■ **THE DATA**:
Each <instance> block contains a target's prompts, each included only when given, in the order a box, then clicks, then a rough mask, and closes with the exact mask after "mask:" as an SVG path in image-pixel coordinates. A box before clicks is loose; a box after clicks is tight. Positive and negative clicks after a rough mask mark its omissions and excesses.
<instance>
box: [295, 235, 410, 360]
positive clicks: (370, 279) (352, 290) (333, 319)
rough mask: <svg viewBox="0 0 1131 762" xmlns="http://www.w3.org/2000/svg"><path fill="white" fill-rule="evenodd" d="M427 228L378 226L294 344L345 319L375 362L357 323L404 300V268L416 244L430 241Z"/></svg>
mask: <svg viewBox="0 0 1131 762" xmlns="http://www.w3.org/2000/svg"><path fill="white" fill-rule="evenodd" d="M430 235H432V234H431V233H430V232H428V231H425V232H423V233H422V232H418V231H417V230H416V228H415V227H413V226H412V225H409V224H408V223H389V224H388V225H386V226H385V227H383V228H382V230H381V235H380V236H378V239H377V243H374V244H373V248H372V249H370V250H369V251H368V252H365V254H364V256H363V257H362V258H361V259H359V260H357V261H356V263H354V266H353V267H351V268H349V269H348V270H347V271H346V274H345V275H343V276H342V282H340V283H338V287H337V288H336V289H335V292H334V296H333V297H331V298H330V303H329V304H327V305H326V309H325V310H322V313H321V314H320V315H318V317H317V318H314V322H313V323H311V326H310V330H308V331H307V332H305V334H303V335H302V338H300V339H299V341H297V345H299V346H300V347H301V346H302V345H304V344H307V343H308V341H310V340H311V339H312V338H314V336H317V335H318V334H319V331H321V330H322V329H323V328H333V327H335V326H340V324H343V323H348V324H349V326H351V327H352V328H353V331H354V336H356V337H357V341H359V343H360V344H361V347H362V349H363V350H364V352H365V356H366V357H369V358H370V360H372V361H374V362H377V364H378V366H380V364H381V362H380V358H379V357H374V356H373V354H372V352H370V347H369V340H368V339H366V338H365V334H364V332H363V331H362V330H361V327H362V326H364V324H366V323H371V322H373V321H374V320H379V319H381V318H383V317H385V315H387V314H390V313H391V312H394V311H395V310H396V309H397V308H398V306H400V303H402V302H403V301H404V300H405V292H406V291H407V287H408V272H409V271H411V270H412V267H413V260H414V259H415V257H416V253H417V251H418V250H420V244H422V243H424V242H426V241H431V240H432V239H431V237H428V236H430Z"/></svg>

■ **YOUR INSTRUCTIONS**:
Put every line of the entries above into a Markdown table with two columns, Row and Line. Number the rows in order and leave out blank lines.

■ **RESPONSE FOR THIS EXERCISE**:
| Row | Line |
|---|---|
| 1 | Each <instance> block contains a target's prompts, each included only when given, in the order a box, then clicks, then a rough mask, and closes with the exact mask after "mask:" as an SVG path in image-pixel coordinates. A box before clicks is loose; a box after clicks is tight. Positive and negative clicks after a rough mask mark its omissions and excesses. |
| 2 | <instance> |
| 3 | box: [295, 235, 410, 360] |
| 4 | positive clicks: (370, 279) (352, 290) (333, 319) |
| 5 | rough mask: <svg viewBox="0 0 1131 762" xmlns="http://www.w3.org/2000/svg"><path fill="white" fill-rule="evenodd" d="M427 228L378 226L294 344L345 319L375 362L357 323L404 300V268L416 244L430 241Z"/></svg> |
| 6 | mask: <svg viewBox="0 0 1131 762" xmlns="http://www.w3.org/2000/svg"><path fill="white" fill-rule="evenodd" d="M430 235H432V234H431V233H430V232H428V231H425V232H423V233H422V232H418V231H417V230H416V228H415V227H413V226H412V225H409V224H408V223H389V224H388V225H386V226H385V227H383V228H382V230H381V235H380V236H378V239H377V243H374V244H373V248H372V249H370V250H369V251H368V252H365V254H364V256H363V257H362V258H361V259H359V260H357V261H356V263H354V266H353V267H351V268H349V269H348V270H347V271H346V274H345V275H343V276H342V282H340V283H338V287H337V288H336V289H335V292H334V296H333V297H331V298H330V303H329V304H327V305H326V309H325V310H322V313H321V314H320V315H318V317H317V318H314V322H313V323H311V326H310V330H308V331H307V332H305V334H303V335H302V338H300V339H299V341H297V345H299V346H300V347H301V346H302V345H304V344H307V343H308V341H310V340H311V339H312V338H314V336H317V335H318V334H319V331H321V330H322V329H323V328H333V327H335V326H340V324H343V323H348V324H349V326H351V327H352V328H353V331H354V336H356V337H357V341H359V343H360V344H361V347H362V349H363V350H364V352H365V356H366V357H369V358H370V360H372V361H374V362H377V364H378V366H380V364H381V362H380V358H379V357H374V356H373V354H372V352H370V347H369V340H368V339H366V338H365V334H364V332H363V331H362V330H361V327H362V326H364V324H366V323H371V322H373V321H374V320H379V319H381V318H383V317H385V315H387V314H390V313H391V312H394V311H395V310H396V309H397V308H398V306H400V303H402V302H403V301H404V300H405V292H406V291H407V287H408V272H409V271H411V270H412V267H413V260H414V259H415V257H416V253H417V251H418V250H420V244H422V243H424V242H426V241H431V240H432V239H431V237H428V236H430Z"/></svg> |